Written request A:
In the text on amplifier chassis layout, copy the passage starting at "CHASSIS AND COMPONENT" and ending at "from adjacent circuitry.".
Written request B:
Answer these questions from the text on amplifier chassis layout:
(i) What happens to electrolytic capacitors mounted close to tubes?
(ii) How should transformer cores be arranged if the transformers cannot be kept apart?
(iii) In a pre-amplifier, how much separation from a power transformer may be needed?
Written request C:
Continue the text on amplifier chassis layout from its final sentence.

Extract:
######

CHASSIS AND COMPONENT LAYOUT AND WIRING

Review of past design practice shows us that many designers had no idea of the principles essential to optimising chassis layout.

In a wide range amplifier, the wiring and componentry act as antennae, to pick up stray and induced signals, such as ultrasonics, RF, hum and noise, from adjacent circuitry.

The basic rules for component layout and wiring are:
 

·  do not mount electrolytic capacitors close to tubes - the caps will dry out and fail

·  do not mount electrolytic capacitors close to transformers - the caps may induce hum and interference into the B+ bus

·  do not mount hot tubes near transformer windings - the windings will burn or dry out

·  do not mount driver stage tubes near transformers or mains wiring - to avoid induced interference or hum

·  do not mount transformers close together - eg side by side. If this is not practicable mount the transformer cores at right angles to each other to minimise magnetic interaction

·  do not mount power transformers near signal leads or unenclosed components such as a magnetic pickup cartridge - in the case of pre-amplifiers this may mean a physical separation of a couple of feet - ie half a metre. Generally speaking, the larger the transformer the further the magnetic field will extend.

######

Excerpts of pointing data
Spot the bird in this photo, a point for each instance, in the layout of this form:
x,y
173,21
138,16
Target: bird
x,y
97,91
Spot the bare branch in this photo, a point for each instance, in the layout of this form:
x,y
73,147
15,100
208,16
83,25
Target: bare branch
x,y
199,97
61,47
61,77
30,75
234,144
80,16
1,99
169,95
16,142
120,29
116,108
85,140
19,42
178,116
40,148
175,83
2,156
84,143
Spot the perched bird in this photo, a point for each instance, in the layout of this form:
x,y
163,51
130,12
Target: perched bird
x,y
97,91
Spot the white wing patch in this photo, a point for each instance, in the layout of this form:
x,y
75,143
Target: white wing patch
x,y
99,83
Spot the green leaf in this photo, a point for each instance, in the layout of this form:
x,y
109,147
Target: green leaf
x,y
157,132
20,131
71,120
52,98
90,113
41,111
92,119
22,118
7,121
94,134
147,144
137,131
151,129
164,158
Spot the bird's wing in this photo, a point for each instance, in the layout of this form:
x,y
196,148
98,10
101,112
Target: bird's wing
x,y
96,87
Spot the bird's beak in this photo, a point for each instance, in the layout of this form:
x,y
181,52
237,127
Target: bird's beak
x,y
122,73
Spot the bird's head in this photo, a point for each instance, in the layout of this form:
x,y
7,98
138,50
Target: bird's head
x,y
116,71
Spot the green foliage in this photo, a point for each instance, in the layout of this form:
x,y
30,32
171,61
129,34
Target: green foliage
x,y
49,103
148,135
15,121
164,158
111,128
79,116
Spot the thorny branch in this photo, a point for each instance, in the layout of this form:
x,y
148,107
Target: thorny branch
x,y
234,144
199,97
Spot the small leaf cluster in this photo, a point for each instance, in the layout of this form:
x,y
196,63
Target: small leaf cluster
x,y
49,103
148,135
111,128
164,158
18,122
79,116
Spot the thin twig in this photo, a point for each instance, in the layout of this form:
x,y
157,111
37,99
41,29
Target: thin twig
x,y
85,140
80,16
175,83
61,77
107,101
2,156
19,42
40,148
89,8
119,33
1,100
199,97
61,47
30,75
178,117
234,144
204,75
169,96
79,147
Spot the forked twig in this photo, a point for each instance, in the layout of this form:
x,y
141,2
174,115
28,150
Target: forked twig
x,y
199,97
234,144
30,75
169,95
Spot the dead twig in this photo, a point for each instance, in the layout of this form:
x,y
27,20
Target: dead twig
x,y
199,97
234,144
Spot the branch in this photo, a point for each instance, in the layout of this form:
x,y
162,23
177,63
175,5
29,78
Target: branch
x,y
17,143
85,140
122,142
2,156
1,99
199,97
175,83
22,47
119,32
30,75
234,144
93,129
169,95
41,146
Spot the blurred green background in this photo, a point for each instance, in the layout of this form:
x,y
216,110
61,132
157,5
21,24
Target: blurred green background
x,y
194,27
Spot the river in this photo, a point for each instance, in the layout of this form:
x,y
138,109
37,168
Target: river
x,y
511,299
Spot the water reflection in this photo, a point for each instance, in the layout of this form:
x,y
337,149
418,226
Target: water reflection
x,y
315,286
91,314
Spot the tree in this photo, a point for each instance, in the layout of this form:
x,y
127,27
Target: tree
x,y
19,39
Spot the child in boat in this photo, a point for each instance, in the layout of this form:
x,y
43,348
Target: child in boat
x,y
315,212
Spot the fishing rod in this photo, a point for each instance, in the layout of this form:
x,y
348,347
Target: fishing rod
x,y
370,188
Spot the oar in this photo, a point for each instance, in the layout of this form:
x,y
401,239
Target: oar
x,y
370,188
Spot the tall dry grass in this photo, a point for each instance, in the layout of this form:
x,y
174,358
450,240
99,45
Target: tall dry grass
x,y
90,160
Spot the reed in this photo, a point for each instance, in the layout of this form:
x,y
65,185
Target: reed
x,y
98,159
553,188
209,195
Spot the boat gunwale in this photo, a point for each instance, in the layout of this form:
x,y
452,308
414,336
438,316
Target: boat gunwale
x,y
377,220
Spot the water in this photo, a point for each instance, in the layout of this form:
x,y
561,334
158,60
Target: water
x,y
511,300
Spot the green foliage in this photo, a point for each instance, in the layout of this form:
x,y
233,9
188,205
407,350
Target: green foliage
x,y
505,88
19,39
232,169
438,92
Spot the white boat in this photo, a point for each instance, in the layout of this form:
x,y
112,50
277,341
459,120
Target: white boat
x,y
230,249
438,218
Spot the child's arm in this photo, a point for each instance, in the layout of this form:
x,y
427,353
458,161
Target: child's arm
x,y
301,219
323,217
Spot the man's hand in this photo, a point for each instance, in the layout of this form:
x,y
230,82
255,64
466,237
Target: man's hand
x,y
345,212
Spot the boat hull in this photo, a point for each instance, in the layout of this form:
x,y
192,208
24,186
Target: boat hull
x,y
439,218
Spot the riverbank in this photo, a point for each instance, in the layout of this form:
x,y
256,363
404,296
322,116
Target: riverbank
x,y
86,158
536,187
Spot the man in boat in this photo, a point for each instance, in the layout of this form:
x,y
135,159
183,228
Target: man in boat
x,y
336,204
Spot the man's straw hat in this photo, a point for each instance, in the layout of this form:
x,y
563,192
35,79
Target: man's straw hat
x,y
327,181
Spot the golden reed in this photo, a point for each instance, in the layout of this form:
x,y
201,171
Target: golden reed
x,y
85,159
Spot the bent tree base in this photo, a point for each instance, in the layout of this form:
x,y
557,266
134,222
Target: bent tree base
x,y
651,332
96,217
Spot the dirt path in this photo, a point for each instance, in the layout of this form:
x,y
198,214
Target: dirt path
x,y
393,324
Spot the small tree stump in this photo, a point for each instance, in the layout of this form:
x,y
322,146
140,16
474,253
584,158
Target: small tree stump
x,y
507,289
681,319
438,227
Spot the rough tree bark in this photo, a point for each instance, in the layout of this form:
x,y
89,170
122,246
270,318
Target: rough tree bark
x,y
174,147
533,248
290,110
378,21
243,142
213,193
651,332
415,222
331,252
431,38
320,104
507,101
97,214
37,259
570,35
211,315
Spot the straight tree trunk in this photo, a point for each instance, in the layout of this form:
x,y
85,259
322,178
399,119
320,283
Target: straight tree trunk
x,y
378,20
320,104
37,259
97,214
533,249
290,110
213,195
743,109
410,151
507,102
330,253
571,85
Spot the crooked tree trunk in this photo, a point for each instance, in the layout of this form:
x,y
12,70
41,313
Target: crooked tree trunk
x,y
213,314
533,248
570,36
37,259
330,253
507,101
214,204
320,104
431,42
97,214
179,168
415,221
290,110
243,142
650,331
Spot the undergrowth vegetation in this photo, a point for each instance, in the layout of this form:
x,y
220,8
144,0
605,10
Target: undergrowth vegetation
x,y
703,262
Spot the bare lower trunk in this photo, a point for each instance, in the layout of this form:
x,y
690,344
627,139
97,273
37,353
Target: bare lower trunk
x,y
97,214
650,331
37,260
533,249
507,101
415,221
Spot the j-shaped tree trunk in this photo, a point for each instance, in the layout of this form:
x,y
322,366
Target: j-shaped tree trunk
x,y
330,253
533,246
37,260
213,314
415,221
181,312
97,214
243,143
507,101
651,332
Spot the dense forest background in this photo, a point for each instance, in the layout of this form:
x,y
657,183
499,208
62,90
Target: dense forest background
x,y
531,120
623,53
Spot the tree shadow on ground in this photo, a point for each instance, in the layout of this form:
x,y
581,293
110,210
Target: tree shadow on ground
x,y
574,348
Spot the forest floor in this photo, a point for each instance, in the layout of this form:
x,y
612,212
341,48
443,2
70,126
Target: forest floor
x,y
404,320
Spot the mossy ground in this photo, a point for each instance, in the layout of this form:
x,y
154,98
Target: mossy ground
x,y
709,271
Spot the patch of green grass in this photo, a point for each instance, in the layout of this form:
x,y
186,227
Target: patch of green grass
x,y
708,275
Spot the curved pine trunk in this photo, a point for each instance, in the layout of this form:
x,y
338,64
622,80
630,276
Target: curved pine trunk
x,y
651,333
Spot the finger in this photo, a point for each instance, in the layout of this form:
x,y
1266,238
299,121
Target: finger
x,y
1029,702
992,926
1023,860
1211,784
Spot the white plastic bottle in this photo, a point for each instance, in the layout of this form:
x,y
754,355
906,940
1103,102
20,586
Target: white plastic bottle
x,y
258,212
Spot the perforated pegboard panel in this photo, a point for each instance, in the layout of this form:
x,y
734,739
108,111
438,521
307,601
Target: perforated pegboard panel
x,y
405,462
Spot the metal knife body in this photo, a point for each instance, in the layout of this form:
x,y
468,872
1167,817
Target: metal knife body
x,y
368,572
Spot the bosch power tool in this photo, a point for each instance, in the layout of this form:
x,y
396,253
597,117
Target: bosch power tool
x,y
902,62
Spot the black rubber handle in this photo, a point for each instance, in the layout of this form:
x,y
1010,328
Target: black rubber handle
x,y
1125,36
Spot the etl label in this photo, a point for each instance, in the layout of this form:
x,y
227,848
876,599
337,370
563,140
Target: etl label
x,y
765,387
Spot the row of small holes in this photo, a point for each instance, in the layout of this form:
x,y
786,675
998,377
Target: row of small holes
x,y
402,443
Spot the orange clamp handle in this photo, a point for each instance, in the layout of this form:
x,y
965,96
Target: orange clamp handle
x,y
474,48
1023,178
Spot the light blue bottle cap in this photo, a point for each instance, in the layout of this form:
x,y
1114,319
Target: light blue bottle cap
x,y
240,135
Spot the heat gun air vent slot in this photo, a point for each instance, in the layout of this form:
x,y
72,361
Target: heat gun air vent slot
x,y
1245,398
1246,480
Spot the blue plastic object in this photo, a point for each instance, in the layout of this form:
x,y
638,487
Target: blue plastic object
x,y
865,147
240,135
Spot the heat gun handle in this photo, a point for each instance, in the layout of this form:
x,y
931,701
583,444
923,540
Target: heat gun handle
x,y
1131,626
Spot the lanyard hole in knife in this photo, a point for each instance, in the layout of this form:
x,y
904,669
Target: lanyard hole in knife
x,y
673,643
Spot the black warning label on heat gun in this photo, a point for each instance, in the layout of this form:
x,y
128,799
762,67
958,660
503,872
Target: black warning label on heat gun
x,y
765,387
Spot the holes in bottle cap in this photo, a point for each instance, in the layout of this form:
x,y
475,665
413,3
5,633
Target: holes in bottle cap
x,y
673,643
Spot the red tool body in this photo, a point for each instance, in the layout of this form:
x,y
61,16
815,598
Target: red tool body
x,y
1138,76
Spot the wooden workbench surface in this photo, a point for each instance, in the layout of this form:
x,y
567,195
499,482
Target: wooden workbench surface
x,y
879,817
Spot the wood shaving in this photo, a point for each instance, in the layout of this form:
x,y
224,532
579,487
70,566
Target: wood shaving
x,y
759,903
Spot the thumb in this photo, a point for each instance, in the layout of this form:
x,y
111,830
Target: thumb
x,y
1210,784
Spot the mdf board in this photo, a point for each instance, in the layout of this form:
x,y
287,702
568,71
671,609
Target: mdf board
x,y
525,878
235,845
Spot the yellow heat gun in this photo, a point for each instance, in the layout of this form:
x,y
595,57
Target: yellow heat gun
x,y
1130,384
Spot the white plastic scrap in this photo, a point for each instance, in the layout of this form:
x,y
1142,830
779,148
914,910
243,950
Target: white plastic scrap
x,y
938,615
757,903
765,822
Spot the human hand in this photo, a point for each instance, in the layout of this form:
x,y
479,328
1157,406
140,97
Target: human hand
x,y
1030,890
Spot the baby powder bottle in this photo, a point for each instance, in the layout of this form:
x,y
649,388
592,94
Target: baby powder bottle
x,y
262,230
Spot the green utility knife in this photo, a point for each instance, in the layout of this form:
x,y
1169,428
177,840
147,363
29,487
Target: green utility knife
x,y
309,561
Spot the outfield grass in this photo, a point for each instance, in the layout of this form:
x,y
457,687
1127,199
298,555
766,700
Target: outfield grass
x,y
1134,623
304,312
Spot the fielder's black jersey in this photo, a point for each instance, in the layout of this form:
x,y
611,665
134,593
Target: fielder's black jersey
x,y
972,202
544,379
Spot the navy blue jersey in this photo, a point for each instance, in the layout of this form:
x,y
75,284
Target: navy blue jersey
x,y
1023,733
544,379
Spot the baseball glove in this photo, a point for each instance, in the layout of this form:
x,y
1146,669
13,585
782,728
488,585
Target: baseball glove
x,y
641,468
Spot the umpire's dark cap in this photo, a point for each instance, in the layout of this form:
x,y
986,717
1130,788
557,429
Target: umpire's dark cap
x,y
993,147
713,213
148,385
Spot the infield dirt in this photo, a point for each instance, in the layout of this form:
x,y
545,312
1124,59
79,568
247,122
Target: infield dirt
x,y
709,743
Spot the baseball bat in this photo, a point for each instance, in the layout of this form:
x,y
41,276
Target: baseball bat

######

Written response A:
CHASSIS AND COMPONENT LAYOUT AND WIRING

Review of past design practice shows us that many designers had no idea of the principles essential to optimising chassis layout.

In a wide range amplifier, the wiring and componentry act as antennae, to pick up stray and induced signals, such as ultrasonics, RF, hum and noise, from adjacent circuitry.

Written response B:
(i) They dry out and fail.
(ii) At right angles to each other.
(iii) A couple of feet, or half a metre.

Written response C:
·  do not mount exposed driver tubes near output tubes or rectifier tubes - they may pick up induced signals such as RF, hum and even audio, and trigger parasitic oscillation in the circuit

·  do not mount tubes near the edge of the chassis - they can burn the enclosure or cabinet when the chassis is installed and operating

·  do not mount input wiring near output wiring either within a stage or across stages - to avoid stray signal induction or oscillation

·  do not mount input terminals near speaker terminals or mains supply leads or plugs - to prevent instability and/or interference from induced signals

·  do not mount tubes upside down without restraining devices - they can fall out partially, with loss of one or more contact pins, or completely fall out and break

·  do not mount tubes horizontally unless their grid wires are installed in the vertical plane - to prevent grid wire sag when hot and thus uneven electron flow, or internal shorts

·  always use shielded wiring for signal pathways in the early stages - to prevent stray hum and noise pickup and induced feedback signals

·  never ground potentiometer wires to the chassis at the potentiometer - always ground directly to the relevant cathode (through a shielded co-ax lead)

·  always shield input tubes with discrete shields or a grounded metal enclosure (there are currently more than 100 million mobile telephones in the world, thousands of radio and television transmitters and significant numbers of high-powered industrial and military transmitters, and they do generate a significant amount of RF energy for your hi-fi amp to pick-up)

·  always mount tubes as close to each other as space will permit - to minimise wiring length and minimising exposure to induced signals or interference (but always leave at least a 10 mm gap between bottles for natural air cooling - more for larger tubes having more than 25 watts plate dissipation)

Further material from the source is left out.